Location identification entries
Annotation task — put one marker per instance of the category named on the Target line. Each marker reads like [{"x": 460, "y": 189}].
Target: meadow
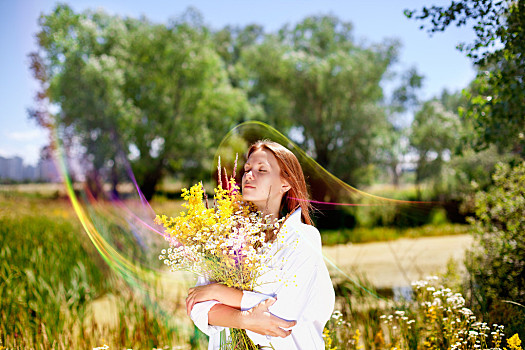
[{"x": 56, "y": 292}]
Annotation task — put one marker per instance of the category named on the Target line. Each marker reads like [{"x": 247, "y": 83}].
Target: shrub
[{"x": 497, "y": 266}]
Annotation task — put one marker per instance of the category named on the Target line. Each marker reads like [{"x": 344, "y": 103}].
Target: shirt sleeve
[{"x": 199, "y": 313}]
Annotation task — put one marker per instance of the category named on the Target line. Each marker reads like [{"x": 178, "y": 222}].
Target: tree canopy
[{"x": 497, "y": 97}]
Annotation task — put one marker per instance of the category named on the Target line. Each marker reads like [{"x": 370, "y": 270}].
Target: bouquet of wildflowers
[{"x": 225, "y": 242}]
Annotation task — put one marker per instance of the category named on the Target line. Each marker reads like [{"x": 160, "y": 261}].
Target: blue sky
[{"x": 374, "y": 20}]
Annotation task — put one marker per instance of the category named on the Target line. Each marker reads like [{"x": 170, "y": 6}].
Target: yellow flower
[{"x": 514, "y": 342}]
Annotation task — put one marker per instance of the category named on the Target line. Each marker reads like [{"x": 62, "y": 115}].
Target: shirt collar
[{"x": 294, "y": 218}]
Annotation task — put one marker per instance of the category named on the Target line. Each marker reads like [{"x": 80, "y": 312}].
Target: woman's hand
[
  {"x": 213, "y": 291},
  {"x": 259, "y": 320},
  {"x": 198, "y": 294}
]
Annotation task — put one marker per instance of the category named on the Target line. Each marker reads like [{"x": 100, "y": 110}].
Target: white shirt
[{"x": 299, "y": 281}]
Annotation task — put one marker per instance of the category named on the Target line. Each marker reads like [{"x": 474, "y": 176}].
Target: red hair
[{"x": 292, "y": 172}]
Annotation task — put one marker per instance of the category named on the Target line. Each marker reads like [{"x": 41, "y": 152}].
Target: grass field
[{"x": 56, "y": 292}]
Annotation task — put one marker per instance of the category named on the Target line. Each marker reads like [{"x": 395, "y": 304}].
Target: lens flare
[{"x": 123, "y": 232}]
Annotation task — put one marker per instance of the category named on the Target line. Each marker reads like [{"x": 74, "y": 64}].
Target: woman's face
[{"x": 262, "y": 181}]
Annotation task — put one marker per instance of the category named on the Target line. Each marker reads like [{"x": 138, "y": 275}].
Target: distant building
[{"x": 14, "y": 169}]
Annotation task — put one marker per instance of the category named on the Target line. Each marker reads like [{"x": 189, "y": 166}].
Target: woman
[{"x": 292, "y": 305}]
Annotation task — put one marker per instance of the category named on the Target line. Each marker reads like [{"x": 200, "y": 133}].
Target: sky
[{"x": 435, "y": 57}]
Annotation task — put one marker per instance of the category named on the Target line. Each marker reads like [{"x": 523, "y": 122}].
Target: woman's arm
[
  {"x": 257, "y": 319},
  {"x": 214, "y": 291}
]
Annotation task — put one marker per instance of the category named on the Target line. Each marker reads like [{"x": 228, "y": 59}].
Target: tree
[
  {"x": 497, "y": 100},
  {"x": 157, "y": 93},
  {"x": 394, "y": 140},
  {"x": 496, "y": 266},
  {"x": 329, "y": 88},
  {"x": 434, "y": 133}
]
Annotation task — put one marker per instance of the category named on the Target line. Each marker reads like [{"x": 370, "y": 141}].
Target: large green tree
[
  {"x": 497, "y": 98},
  {"x": 328, "y": 86},
  {"x": 157, "y": 93}
]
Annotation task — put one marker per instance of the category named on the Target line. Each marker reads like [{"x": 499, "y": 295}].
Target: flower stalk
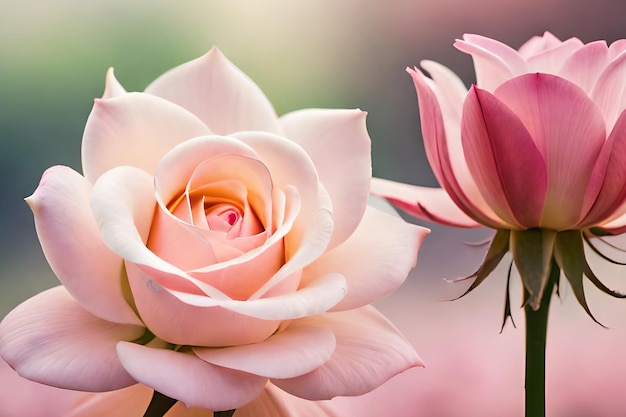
[{"x": 536, "y": 332}]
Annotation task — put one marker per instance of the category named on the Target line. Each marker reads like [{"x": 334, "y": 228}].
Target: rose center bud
[{"x": 222, "y": 217}]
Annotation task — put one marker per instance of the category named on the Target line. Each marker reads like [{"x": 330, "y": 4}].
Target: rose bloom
[
  {"x": 211, "y": 246},
  {"x": 535, "y": 149}
]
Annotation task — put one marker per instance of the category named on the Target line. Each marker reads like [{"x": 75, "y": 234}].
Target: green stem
[
  {"x": 159, "y": 405},
  {"x": 228, "y": 413},
  {"x": 536, "y": 332}
]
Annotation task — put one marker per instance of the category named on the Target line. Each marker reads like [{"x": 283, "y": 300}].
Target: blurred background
[{"x": 327, "y": 53}]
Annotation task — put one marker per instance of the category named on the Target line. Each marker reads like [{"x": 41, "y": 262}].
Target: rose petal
[
  {"x": 71, "y": 241},
  {"x": 187, "y": 378},
  {"x": 314, "y": 298},
  {"x": 369, "y": 351},
  {"x": 112, "y": 87},
  {"x": 215, "y": 90},
  {"x": 432, "y": 204},
  {"x": 130, "y": 401},
  {"x": 178, "y": 322},
  {"x": 51, "y": 339},
  {"x": 134, "y": 129},
  {"x": 274, "y": 402},
  {"x": 339, "y": 145},
  {"x": 289, "y": 353},
  {"x": 375, "y": 260},
  {"x": 123, "y": 203}
]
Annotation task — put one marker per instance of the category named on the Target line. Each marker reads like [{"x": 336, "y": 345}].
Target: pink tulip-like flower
[
  {"x": 536, "y": 149},
  {"x": 210, "y": 247}
]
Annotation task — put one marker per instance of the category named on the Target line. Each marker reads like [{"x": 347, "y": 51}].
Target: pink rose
[{"x": 211, "y": 246}]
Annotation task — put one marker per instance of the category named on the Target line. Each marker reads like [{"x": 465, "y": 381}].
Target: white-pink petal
[
  {"x": 71, "y": 241},
  {"x": 292, "y": 352},
  {"x": 494, "y": 61},
  {"x": 187, "y": 378},
  {"x": 315, "y": 298},
  {"x": 375, "y": 260},
  {"x": 176, "y": 321},
  {"x": 339, "y": 146},
  {"x": 426, "y": 203},
  {"x": 134, "y": 129},
  {"x": 370, "y": 350},
  {"x": 219, "y": 93},
  {"x": 112, "y": 87},
  {"x": 51, "y": 339}
]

● **Task instructions**
Above are the records; reproduce them exactly and leave out the pictures.

● **Exercise response**
Annotation task — put one marker per instance of the category named on the Target line. Each marker reads like [{"x": 460, "y": 189}].
Target: meadow
[{"x": 56, "y": 292}]
Annotation task — put one marker per instance of the category named on the Target line. Each marker reads like [{"x": 247, "y": 83}].
Target: shrub
[{"x": 497, "y": 266}]
Annotation task — put one marker per instance of the category named on the Target line. Each marker reads like [{"x": 344, "y": 103}].
Target: shirt sleeve
[{"x": 199, "y": 313}]
Annotation task — put one marker per instance of the category named on the Target line. Each marker reads like [{"x": 178, "y": 222}].
Target: tree canopy
[{"x": 497, "y": 97}]
Annotation task — put one marker per instance of the category named on the Target line. Each marker reads like [{"x": 370, "y": 270}].
Target: bouquet of wildflowers
[{"x": 225, "y": 242}]
Annotation task — put one marker per instance of the category named on the Target line. Each marker reads like [{"x": 160, "y": 261}].
Target: blue sky
[{"x": 374, "y": 20}]
Annotation task — put one marker per instance of the category named on the Target line. Each marker reads like [{"x": 170, "y": 6}].
Target: yellow flower
[{"x": 514, "y": 342}]
Annotation task — put one marker per instance of the category named on the Target line. Each marker reads like [{"x": 62, "y": 115}].
Target: shirt collar
[{"x": 294, "y": 218}]
Annotation task — put one marker per instance of the category named on the Target line. Each marker reads like [{"x": 80, "y": 312}].
Target: woman's hand
[
  {"x": 213, "y": 291},
  {"x": 259, "y": 320},
  {"x": 198, "y": 294}
]
Annotation task — put one marker per instance of the category named on the Target line. Each marker reads like [{"x": 100, "y": 110}].
Target: white shirt
[{"x": 299, "y": 281}]
Annotation task — put one marker per instance of the category named on the Target line. Each marker reads like [{"x": 474, "y": 176}].
Target: red hair
[{"x": 292, "y": 172}]
Annotation task — put one marker per instance of the category named on the Target line. Each marker reads like [{"x": 41, "y": 152}].
Target: grass field
[{"x": 56, "y": 292}]
Annotation task — put one marker per instance of the category named on the Target line. Each marker reads like [{"x": 395, "y": 304}].
Target: lens flare
[{"x": 123, "y": 232}]
Annotation task — put one marker per instance of the category named on the Target line. Each marker reads like [{"x": 74, "y": 64}].
Target: woman's face
[{"x": 262, "y": 181}]
Annotation task — put one marker per instance of the category named on the Target line. Each marker reads like [{"x": 138, "y": 275}].
Target: distant building
[{"x": 14, "y": 169}]
Annotation task — put one marker per instance of the category named on the Target line. Each marker reads like [{"x": 189, "y": 166}].
Target: woman
[{"x": 292, "y": 305}]
Annotation task — put one marker per instance of the category named on the Target line. Each marker reads like [{"x": 200, "y": 133}].
Target: sky
[{"x": 435, "y": 57}]
Annotation task — put one marker per instance of the category named on the Target line. Each marker reads like [{"x": 523, "y": 122}].
Target: woman's arm
[
  {"x": 257, "y": 319},
  {"x": 214, "y": 291}
]
Annotation task — put one marker per instance of the category named on the Target line. Each marker reads like [{"x": 228, "y": 59}].
Target: tree
[
  {"x": 497, "y": 100},
  {"x": 157, "y": 93},
  {"x": 394, "y": 140},
  {"x": 496, "y": 266},
  {"x": 329, "y": 88},
  {"x": 434, "y": 133}
]
Annotation task — put one marker per instance of the category named on the Target line. Each marker reads like [{"x": 370, "y": 141}].
Target: large green tree
[
  {"x": 497, "y": 98},
  {"x": 328, "y": 86},
  {"x": 157, "y": 93}
]
Annotation task — put one marker per instance of the category named on the Target line. Each marker reads like [{"x": 499, "y": 295}].
Target: flower stalk
[{"x": 536, "y": 332}]
Annotation task — put one marker per instance of the category named on the Target line. Each marker reads like [{"x": 334, "y": 228}].
Target: rose center bud
[{"x": 222, "y": 217}]
Annotation task — put one marker per instance of the category named on the Target line. Each marker reads like [{"x": 330, "y": 4}].
Target: rose bloom
[
  {"x": 211, "y": 246},
  {"x": 535, "y": 149}
]
Annotation task — put one marker per instance of the category named on the Target line. Each marker reads like [{"x": 75, "y": 234}].
Target: green stem
[
  {"x": 159, "y": 405},
  {"x": 228, "y": 413},
  {"x": 536, "y": 332}
]
Annotation task — put one marker per instance of the category named on the Target line. Each marker reads like [{"x": 283, "y": 300}].
Target: blurred background
[{"x": 327, "y": 53}]
Annotation task — put one marker per instance of the category named on the Target line. Each marker reads like [{"x": 41, "y": 262}].
Target: rose petal
[
  {"x": 71, "y": 241},
  {"x": 187, "y": 378},
  {"x": 314, "y": 298},
  {"x": 369, "y": 351},
  {"x": 112, "y": 87},
  {"x": 215, "y": 90},
  {"x": 432, "y": 204},
  {"x": 130, "y": 401},
  {"x": 178, "y": 322},
  {"x": 51, "y": 339},
  {"x": 134, "y": 129},
  {"x": 274, "y": 402},
  {"x": 339, "y": 145},
  {"x": 289, "y": 353},
  {"x": 375, "y": 260},
  {"x": 123, "y": 203}
]
Annotation task — put one marker per instance of the category named on the Target line. Each marker reads like [{"x": 336, "y": 345}].
Target: pink tulip-like flower
[
  {"x": 536, "y": 149},
  {"x": 210, "y": 247}
]
Annotation task — put one marker per instance of the category named on the Target line. Each marker reads like [{"x": 347, "y": 51}].
Target: pink rose
[{"x": 211, "y": 246}]
Annotation task — put one marker per instance of the category named on the Target line. Each marker reads like [{"x": 465, "y": 381}].
Target: white-pink petal
[
  {"x": 71, "y": 241},
  {"x": 292, "y": 352},
  {"x": 494, "y": 61},
  {"x": 187, "y": 378},
  {"x": 315, "y": 298},
  {"x": 375, "y": 260},
  {"x": 176, "y": 321},
  {"x": 339, "y": 146},
  {"x": 426, "y": 203},
  {"x": 134, "y": 129},
  {"x": 370, "y": 350},
  {"x": 219, "y": 93},
  {"x": 112, "y": 87},
  {"x": 51, "y": 339}
]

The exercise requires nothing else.